| DIRECTIVE |
Lay out the records from the line containing "of the gray" through the end as a JSON list of strings, with one string per line and blank lines omitted.

| DATA SUPPLIED |
§ §

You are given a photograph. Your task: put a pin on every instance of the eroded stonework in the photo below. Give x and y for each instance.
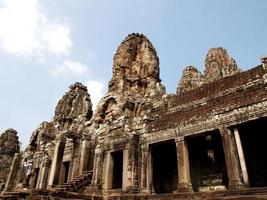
(205, 142)
(9, 146)
(191, 79)
(219, 65)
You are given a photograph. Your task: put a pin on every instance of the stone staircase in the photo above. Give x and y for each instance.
(77, 184)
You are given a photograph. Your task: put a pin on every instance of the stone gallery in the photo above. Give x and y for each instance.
(208, 141)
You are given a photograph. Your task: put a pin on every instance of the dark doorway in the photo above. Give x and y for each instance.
(207, 162)
(164, 167)
(253, 138)
(117, 159)
(66, 167)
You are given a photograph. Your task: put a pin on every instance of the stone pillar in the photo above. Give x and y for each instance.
(231, 159)
(150, 186)
(85, 152)
(264, 62)
(57, 160)
(125, 173)
(74, 165)
(184, 179)
(44, 170)
(144, 168)
(13, 172)
(241, 157)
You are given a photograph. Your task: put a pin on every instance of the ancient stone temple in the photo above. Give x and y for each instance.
(205, 142)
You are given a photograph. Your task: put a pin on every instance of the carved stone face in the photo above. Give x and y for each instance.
(135, 61)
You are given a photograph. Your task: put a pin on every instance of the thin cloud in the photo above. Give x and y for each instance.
(69, 67)
(96, 91)
(26, 31)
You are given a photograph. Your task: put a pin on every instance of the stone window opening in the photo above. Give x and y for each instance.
(207, 163)
(253, 139)
(164, 167)
(65, 171)
(117, 169)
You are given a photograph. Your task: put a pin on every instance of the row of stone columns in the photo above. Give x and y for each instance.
(78, 164)
(234, 157)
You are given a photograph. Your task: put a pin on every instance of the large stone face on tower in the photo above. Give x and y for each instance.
(135, 66)
(191, 79)
(74, 105)
(219, 64)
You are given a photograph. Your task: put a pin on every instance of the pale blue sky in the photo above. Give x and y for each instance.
(46, 45)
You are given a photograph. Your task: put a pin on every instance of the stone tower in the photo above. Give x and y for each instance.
(135, 66)
(218, 65)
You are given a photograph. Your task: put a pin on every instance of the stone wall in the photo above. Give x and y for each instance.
(9, 146)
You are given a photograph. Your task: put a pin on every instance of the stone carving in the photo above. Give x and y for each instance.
(191, 79)
(142, 142)
(218, 65)
(135, 66)
(9, 145)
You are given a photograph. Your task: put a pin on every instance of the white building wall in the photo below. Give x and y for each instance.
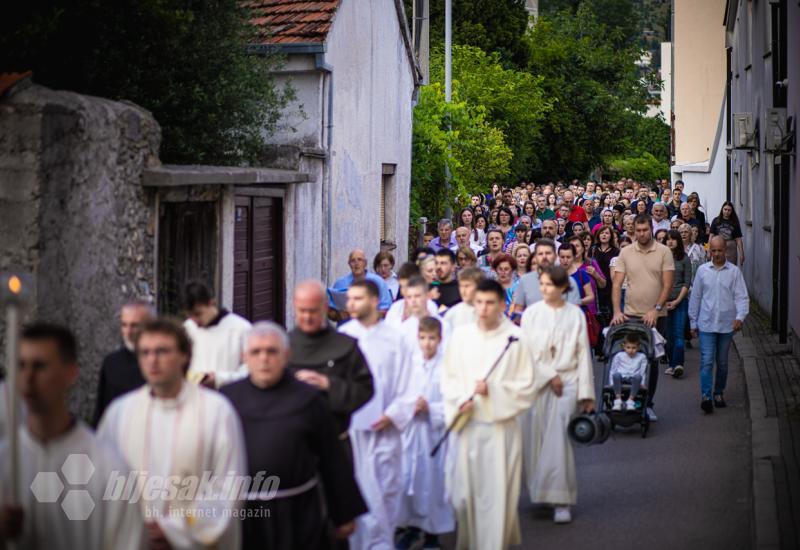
(373, 86)
(708, 178)
(666, 77)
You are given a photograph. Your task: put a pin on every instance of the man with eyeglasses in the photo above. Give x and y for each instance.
(175, 433)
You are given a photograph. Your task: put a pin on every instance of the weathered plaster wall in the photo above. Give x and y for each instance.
(373, 87)
(73, 213)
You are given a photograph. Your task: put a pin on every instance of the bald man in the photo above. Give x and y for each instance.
(358, 272)
(326, 359)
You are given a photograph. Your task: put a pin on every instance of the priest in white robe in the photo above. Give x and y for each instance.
(172, 429)
(556, 335)
(426, 509)
(484, 482)
(63, 470)
(376, 428)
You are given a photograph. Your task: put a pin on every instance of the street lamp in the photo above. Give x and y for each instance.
(448, 88)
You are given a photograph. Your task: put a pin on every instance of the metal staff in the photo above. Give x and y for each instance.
(459, 415)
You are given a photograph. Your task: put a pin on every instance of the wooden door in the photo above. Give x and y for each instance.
(258, 259)
(187, 250)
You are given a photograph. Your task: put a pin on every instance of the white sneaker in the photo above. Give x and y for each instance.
(562, 514)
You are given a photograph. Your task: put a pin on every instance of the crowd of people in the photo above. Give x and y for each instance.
(406, 402)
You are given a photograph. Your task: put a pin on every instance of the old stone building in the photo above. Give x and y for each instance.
(352, 65)
(87, 208)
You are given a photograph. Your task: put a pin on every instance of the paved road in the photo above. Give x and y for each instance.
(686, 486)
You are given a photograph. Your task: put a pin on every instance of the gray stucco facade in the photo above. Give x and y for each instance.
(764, 51)
(357, 92)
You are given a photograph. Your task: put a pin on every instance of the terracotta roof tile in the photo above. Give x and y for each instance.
(291, 21)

§ §

| RESPONSE TO THIS EXERCISE |
[
  "You are given a photograph. Your task: put a pin on every instance of the gray stucco facade in the photo above. Give x and y for each instance.",
  "(764, 51)",
  "(357, 92)",
  "You are given a photograph. Your task: put a pin on every instance of the terracotta roof tile in the photo above. Give x and y for each instance.",
  "(291, 21)"
]